-- START OF DATASET RECORDS --
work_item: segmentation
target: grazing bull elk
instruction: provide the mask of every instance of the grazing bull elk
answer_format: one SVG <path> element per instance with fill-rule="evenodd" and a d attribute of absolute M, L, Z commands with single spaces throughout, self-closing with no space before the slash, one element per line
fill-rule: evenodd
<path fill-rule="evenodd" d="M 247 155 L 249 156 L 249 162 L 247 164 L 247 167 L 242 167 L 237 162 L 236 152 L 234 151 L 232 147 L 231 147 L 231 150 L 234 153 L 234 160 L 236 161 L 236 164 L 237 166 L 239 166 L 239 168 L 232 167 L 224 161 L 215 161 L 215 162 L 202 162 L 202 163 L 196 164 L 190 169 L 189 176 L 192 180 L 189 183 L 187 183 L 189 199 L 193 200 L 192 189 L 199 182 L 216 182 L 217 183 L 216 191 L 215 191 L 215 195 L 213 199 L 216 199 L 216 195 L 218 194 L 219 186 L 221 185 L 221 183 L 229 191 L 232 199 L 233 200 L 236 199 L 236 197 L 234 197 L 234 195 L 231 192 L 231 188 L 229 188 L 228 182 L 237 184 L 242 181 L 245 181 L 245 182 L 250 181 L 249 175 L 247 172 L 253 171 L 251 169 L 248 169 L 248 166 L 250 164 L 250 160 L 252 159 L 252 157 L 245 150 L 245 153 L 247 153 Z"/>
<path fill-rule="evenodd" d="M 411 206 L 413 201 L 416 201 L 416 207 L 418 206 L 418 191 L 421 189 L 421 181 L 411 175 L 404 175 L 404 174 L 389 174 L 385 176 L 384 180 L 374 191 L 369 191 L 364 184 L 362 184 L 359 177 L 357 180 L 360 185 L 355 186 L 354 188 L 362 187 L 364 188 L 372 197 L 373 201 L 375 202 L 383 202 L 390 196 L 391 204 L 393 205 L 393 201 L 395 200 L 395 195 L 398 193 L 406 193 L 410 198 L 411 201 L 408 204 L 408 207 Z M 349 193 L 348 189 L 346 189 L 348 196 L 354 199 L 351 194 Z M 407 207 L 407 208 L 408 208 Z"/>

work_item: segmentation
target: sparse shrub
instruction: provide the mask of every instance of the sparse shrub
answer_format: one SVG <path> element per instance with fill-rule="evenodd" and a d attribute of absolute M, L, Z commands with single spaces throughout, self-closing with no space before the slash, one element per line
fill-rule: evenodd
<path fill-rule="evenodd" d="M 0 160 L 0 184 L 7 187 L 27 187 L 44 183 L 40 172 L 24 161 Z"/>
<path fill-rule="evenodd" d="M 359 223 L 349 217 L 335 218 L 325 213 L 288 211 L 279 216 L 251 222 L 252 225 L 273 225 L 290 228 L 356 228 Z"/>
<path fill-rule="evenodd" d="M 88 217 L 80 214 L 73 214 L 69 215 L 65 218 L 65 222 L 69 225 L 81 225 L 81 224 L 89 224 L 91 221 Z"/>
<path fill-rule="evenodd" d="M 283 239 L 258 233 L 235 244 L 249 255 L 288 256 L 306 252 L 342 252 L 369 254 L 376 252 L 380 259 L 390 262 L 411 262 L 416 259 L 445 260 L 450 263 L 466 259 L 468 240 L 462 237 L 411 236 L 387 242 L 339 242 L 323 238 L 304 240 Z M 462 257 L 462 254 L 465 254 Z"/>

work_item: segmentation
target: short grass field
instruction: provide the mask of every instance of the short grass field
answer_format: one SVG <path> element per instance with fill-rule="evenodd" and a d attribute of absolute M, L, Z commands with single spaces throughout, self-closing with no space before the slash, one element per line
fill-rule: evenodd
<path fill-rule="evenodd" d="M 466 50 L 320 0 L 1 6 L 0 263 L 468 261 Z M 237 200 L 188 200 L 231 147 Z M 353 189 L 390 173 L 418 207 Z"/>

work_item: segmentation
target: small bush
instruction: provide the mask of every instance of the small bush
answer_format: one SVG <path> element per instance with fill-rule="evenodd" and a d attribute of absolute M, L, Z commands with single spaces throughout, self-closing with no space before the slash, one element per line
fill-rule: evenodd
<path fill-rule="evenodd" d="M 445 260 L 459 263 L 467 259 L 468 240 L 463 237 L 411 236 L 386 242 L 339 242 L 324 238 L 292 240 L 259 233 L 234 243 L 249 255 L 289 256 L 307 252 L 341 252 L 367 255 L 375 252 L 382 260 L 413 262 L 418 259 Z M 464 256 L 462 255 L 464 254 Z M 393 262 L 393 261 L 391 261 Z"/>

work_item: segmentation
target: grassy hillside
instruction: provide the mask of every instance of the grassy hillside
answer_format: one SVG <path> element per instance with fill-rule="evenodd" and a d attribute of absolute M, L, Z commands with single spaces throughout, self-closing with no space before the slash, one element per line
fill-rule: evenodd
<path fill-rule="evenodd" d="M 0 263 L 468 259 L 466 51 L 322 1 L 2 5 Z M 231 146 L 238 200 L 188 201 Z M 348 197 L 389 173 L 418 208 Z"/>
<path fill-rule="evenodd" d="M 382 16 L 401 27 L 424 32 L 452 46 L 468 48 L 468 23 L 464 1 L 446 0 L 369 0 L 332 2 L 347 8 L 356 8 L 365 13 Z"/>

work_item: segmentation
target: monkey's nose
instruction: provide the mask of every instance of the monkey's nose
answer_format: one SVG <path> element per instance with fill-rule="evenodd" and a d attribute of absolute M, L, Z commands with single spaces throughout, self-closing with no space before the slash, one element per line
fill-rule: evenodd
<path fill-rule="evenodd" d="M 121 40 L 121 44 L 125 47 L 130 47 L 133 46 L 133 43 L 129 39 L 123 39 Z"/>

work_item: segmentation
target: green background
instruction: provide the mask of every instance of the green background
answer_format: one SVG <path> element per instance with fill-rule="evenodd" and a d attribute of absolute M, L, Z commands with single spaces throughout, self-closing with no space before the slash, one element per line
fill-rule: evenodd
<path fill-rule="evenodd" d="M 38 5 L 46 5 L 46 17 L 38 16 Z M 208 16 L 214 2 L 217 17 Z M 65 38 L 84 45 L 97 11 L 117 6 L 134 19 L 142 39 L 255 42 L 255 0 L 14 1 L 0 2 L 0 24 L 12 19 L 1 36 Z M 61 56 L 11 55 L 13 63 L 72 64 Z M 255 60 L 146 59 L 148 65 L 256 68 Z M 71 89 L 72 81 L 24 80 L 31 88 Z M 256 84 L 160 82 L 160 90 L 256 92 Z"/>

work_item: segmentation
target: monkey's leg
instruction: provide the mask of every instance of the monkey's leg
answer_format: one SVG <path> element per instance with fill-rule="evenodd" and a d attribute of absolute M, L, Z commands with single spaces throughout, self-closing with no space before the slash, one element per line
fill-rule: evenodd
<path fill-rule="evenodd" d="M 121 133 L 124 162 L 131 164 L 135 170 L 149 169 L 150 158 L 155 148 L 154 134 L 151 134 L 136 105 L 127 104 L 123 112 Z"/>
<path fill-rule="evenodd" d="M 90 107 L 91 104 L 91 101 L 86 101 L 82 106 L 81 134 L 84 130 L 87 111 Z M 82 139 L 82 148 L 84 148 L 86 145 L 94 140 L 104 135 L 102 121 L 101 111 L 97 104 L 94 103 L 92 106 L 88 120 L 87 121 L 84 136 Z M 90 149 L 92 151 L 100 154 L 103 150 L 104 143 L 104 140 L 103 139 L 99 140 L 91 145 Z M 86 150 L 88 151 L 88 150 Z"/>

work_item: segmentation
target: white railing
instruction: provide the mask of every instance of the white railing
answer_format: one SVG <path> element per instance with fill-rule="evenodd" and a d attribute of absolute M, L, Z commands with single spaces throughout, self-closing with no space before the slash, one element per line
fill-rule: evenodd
-- END OF DATASET RECORDS --
Output all of the data above without any alteration.

work_item: segmentation
target: grazing bull elk
instruction: provide the mask of every instance of the grazing bull elk
answer_format: one SVG <path> element per instance with fill-rule="evenodd" and a d attribute of absolute M, L, Z commands with single spaces throughout, self-closing with no space before the slash, one element per line
fill-rule: evenodd
<path fill-rule="evenodd" d="M 247 155 L 249 156 L 249 162 L 247 164 L 247 167 L 242 167 L 237 162 L 236 152 L 234 151 L 232 147 L 231 147 L 231 150 L 234 153 L 234 160 L 236 161 L 236 164 L 237 166 L 239 166 L 239 168 L 232 167 L 224 161 L 215 161 L 215 162 L 202 162 L 202 163 L 196 164 L 190 169 L 189 176 L 192 180 L 189 183 L 187 183 L 189 199 L 193 200 L 192 189 L 199 182 L 216 182 L 217 183 L 216 191 L 215 191 L 215 195 L 213 199 L 216 199 L 216 195 L 218 194 L 219 186 L 221 185 L 221 183 L 229 191 L 232 199 L 233 200 L 236 199 L 236 197 L 234 197 L 234 195 L 231 192 L 231 188 L 229 188 L 228 182 L 237 184 L 242 181 L 245 181 L 245 182 L 250 181 L 249 175 L 247 172 L 253 171 L 251 169 L 248 169 L 248 166 L 250 164 L 250 160 L 252 159 L 252 157 L 245 150 L 245 153 L 247 153 Z"/>
<path fill-rule="evenodd" d="M 411 206 L 413 201 L 416 201 L 416 207 L 418 206 L 418 191 L 421 189 L 421 181 L 411 175 L 404 175 L 404 174 L 389 174 L 385 176 L 384 180 L 374 191 L 369 191 L 364 184 L 362 184 L 359 177 L 357 180 L 360 185 L 355 186 L 354 188 L 362 187 L 364 188 L 372 197 L 373 201 L 375 202 L 383 202 L 390 196 L 391 204 L 393 205 L 393 201 L 395 200 L 395 195 L 398 193 L 406 193 L 410 198 L 411 201 L 408 204 L 408 207 Z M 349 193 L 348 189 L 346 189 L 348 196 L 354 199 L 351 194 Z M 407 207 L 407 208 L 408 208 Z"/>

work_item: segmentation
target: sparse shrub
instruction: provide the mask of every instance of the sparse shrub
answer_format: one SVG <path> element per instance with fill-rule="evenodd" and a d attribute of absolute M, L, Z commands with single spaces throughout, self-closing with no space before the slash, one element per line
fill-rule: evenodd
<path fill-rule="evenodd" d="M 0 160 L 0 184 L 7 187 L 27 187 L 44 183 L 40 172 L 24 161 Z"/>
<path fill-rule="evenodd" d="M 359 223 L 349 217 L 335 218 L 325 213 L 288 211 L 279 216 L 251 222 L 252 225 L 273 225 L 290 228 L 356 228 Z"/>
<path fill-rule="evenodd" d="M 88 217 L 80 214 L 73 214 L 69 215 L 65 218 L 65 222 L 69 225 L 81 225 L 81 224 L 89 224 L 91 221 Z"/>
<path fill-rule="evenodd" d="M 283 239 L 258 233 L 235 244 L 249 255 L 288 256 L 306 252 L 342 252 L 369 254 L 376 252 L 380 259 L 390 262 L 411 262 L 416 259 L 445 260 L 450 263 L 466 259 L 468 240 L 462 237 L 411 236 L 387 242 L 339 242 L 323 238 L 304 240 Z M 462 257 L 462 254 L 465 254 Z"/>

work_item: segmentation
target: short grass field
instruction: provide the mask of every instance of the short grass field
answer_format: one SVG <path> element per instance with fill-rule="evenodd" and a d attribute of absolute M, L, Z commands with single spaces throughout, self-closing with no space before the slash, one element per line
fill-rule: evenodd
<path fill-rule="evenodd" d="M 466 50 L 320 0 L 1 6 L 0 263 L 468 261 Z M 237 200 L 188 200 L 231 147 Z M 353 189 L 390 173 L 418 207 Z"/>

work_item: segmentation
target: small bush
instruction: provide the mask of every instance of the small bush
answer_format: one SVG <path> element per instance with fill-rule="evenodd" and a d attribute of absolute M, L, Z commands with single spaces throughout, self-closing with no space before the slash, one element per line
fill-rule: evenodd
<path fill-rule="evenodd" d="M 445 260 L 459 263 L 467 259 L 468 240 L 463 237 L 411 236 L 386 242 L 339 242 L 324 238 L 292 240 L 259 233 L 234 243 L 249 255 L 289 256 L 307 252 L 341 252 L 367 255 L 375 252 L 382 260 L 413 262 L 418 259 Z M 464 256 L 462 255 L 464 254 Z M 393 262 L 393 261 L 391 261 Z"/>

work_item: segmentation
target: grassy hillside
instruction: provide the mask of every instance of the grassy hillside
answer_format: one SVG <path> element per instance with fill-rule="evenodd" and a d attribute of absolute M, L, Z commands with single spaces throughout, self-closing with no space before the slash, one element per line
fill-rule: evenodd
<path fill-rule="evenodd" d="M 0 263 L 468 259 L 466 51 L 322 1 L 2 5 Z M 231 146 L 238 200 L 188 201 Z M 348 197 L 389 173 L 418 208 Z"/>
<path fill-rule="evenodd" d="M 382 16 L 401 27 L 424 32 L 452 46 L 468 48 L 468 23 L 464 1 L 446 0 L 369 0 L 332 2 L 347 8 L 356 8 L 365 13 Z"/>

work_item: segmentation
target: monkey's nose
instruction: provide the mask of every instance of the monkey's nose
answer_format: one SVG <path> element per instance with fill-rule="evenodd" and a d attribute of absolute M, L, Z commands with single spaces throughout, self-closing with no space before the slash, one element per line
fill-rule: evenodd
<path fill-rule="evenodd" d="M 121 40 L 121 44 L 125 47 L 130 47 L 133 46 L 133 43 L 129 39 L 123 39 Z"/>

work_item: segmentation
target: green background
instruction: provide the mask of every instance of the green background
answer_format: one SVG <path> element per instance with fill-rule="evenodd" and a d attribute of absolute M, L, Z commands with single spaces throughout, self-closing with no space before the slash, one element per line
fill-rule: evenodd
<path fill-rule="evenodd" d="M 38 5 L 46 5 L 46 17 L 38 16 Z M 208 16 L 214 2 L 217 17 Z M 65 38 L 84 45 L 97 11 L 117 6 L 134 19 L 142 39 L 255 42 L 255 0 L 14 1 L 0 2 L 0 24 L 12 19 L 1 36 Z M 61 56 L 11 55 L 13 63 L 72 64 Z M 255 60 L 146 59 L 148 65 L 256 68 Z M 71 89 L 72 81 L 24 80 L 31 88 Z M 256 84 L 160 82 L 160 90 L 256 92 Z"/>

work_item: segmentation
target: monkey's leg
instruction: provide the mask of every instance of the monkey's leg
answer_format: one SVG <path> element per instance with fill-rule="evenodd" and a d attribute of absolute M, L, Z commands with single spaces throughout, self-closing with no space before the slash, one element per line
fill-rule: evenodd
<path fill-rule="evenodd" d="M 121 133 L 124 162 L 131 164 L 135 170 L 149 169 L 150 158 L 155 148 L 154 134 L 151 134 L 136 105 L 127 104 L 123 112 Z"/>
<path fill-rule="evenodd" d="M 90 107 L 91 104 L 91 101 L 86 101 L 82 106 L 81 134 L 84 130 L 87 111 Z M 82 139 L 82 148 L 84 148 L 86 145 L 94 140 L 104 135 L 102 121 L 101 111 L 97 104 L 94 103 L 92 106 L 88 120 L 87 121 L 84 136 Z M 90 149 L 92 151 L 100 154 L 103 150 L 104 143 L 104 140 L 103 139 L 99 140 L 91 145 Z M 86 150 L 88 151 L 88 150 Z"/>

work_item: segmentation
target: white railing
instruction: provide the mask of every instance of the white railing
answer_format: one SVG <path> element per instance with fill-rule="evenodd" and a d attribute of absolute M, L, Z commands with single spaces throughout, self-closing with no space before the slash, one element per line
fill-rule: evenodd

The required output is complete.